Line by line, repeat the material below without any deviation.

(INPUT MATERIAL)

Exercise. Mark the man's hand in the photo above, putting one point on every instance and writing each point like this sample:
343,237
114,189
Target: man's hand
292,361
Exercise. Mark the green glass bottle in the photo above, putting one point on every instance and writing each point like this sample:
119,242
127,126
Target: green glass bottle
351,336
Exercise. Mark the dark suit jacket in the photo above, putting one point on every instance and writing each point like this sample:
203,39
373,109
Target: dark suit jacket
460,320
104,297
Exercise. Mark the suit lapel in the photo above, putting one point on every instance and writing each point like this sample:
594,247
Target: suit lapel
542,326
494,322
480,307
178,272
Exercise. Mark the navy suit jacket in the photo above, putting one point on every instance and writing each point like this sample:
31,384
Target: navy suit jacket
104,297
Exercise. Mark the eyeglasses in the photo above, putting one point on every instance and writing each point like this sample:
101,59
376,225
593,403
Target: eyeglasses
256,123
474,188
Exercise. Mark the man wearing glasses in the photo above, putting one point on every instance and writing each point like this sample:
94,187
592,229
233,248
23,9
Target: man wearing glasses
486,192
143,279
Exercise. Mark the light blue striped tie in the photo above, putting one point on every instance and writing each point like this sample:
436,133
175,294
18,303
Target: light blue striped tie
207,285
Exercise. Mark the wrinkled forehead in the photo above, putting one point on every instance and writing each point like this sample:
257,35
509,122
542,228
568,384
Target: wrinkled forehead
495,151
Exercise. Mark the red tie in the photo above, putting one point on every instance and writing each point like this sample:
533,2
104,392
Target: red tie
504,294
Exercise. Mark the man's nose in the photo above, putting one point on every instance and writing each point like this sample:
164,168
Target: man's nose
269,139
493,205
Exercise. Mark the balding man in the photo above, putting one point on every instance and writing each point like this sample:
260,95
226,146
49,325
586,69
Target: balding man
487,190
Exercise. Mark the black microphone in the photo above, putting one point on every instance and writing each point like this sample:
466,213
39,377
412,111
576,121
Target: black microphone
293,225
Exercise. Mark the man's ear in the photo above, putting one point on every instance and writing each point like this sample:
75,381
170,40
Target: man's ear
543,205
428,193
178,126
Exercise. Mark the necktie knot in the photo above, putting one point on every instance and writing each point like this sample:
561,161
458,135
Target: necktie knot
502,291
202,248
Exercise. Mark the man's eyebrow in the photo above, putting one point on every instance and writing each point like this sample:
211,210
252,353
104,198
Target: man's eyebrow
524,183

(End INPUT MATERIAL)

:: TASK OUTPUT ::
Exercise. Mark the man's hand in the photo above, putting one point on every instance and writing each point like this sample:
343,237
114,189
Target: man's hand
292,361
Exercise. Mark the green glass bottle in the photo above, putting one point on every instance and writing each point like this sample:
119,242
127,126
Target: green glass bottle
351,336
Exercise. Mark the dark suit jacket in the photo above, putting one point on every instance and writing each point like this sample:
203,39
373,109
Target: dark suit jacket
460,320
104,297
Exercise. Mark the suit lapel in the photo above, putting one point on every instance and writing each point like this sample:
594,247
Target: suit lapel
542,326
494,322
480,307
178,272
Exercise. Mark the navy suit jacket in the photo above, putting one point on every instance and writing each point like this sample:
31,384
Target: navy suit jacket
104,297
Exercise. Mark the eyeglasses in the photo above, putting one point on every instance and writing each point like this sample:
101,59
376,225
593,403
Target: eyeglasses
256,123
474,188
Exercise. Mark the man wearing glasses in the photo above, putting one point on every instance and writing each point like this sample:
94,187
592,229
233,248
23,9
Target: man wearing glasses
486,192
143,279
Exercise. Mark the light blue striped tie in the photo above, putting one point on every instance and writing each point like this sample:
436,133
175,294
18,303
Target: light blue striped tie
207,285
Exercise. Mark the wrinkled forehead in the photo above, putting one point on every instance and writing each point like this sample:
257,35
509,122
542,228
568,384
Target: wrinkled forehead
495,151
Exercise. Mark the red tie in the photo above, putting one point on every instance and writing each point like this sample:
533,2
104,392
Target: red tie
504,294
Exercise. Mark the man's nose in the photo above, putting one point on every instance and writing each point like this sample:
164,168
Target: man's nose
269,139
493,205
Exercise. Mark the balding man in the photo above, putting one point on every instance and writing each point like this sample:
260,95
226,146
49,325
586,69
Target: balding man
487,190
Exercise. Mark the black microphone in the photo above, putting one point on every instance and writing each point like this sample:
466,213
39,377
412,111
576,121
Target: black microphone
293,225
Exercise. Mark the man's ear in the photo above, putting one point on every instance and writing each point like this sample:
75,381
170,40
Target: man's ear
543,205
428,193
178,126
Exercise. Mark the necktie knot in the photo above, putting one point on every instance and writing each point like this sample:
561,161
458,135
Target: necktie knot
502,291
202,248
Exercise. Mark the man's eyebrow in the photo above, putting one point on every instance and writing each point like this sample:
211,210
252,353
104,198
Target: man's eyebrow
524,183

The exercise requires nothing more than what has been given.